List every line in the records below that contains the string "tower", copying each such line in full.

———

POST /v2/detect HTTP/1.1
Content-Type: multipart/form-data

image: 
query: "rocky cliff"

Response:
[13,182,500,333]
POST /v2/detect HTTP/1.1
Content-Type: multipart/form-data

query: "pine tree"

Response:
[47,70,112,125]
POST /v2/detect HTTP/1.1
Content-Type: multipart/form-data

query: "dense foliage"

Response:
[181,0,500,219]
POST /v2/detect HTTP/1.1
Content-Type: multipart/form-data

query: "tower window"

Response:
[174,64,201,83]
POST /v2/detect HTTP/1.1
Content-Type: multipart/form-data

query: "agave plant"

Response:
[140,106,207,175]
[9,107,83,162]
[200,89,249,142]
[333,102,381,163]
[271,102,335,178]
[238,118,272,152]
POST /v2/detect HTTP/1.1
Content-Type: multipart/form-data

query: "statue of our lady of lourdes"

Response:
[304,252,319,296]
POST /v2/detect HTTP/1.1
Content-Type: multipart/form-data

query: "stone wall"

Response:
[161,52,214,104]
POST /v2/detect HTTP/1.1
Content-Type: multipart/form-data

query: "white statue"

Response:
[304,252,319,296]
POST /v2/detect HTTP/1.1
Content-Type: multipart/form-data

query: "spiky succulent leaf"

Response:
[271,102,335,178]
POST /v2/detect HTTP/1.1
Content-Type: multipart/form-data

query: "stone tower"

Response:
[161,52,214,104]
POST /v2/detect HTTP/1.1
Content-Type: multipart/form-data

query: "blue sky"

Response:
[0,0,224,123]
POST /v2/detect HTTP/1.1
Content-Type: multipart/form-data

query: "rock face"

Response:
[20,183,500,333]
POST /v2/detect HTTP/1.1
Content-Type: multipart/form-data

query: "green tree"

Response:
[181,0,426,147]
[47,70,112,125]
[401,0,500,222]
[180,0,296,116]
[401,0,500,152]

———

▸ **ANSWER TO THE TASK**
query: "tower window"
query: "stone tower"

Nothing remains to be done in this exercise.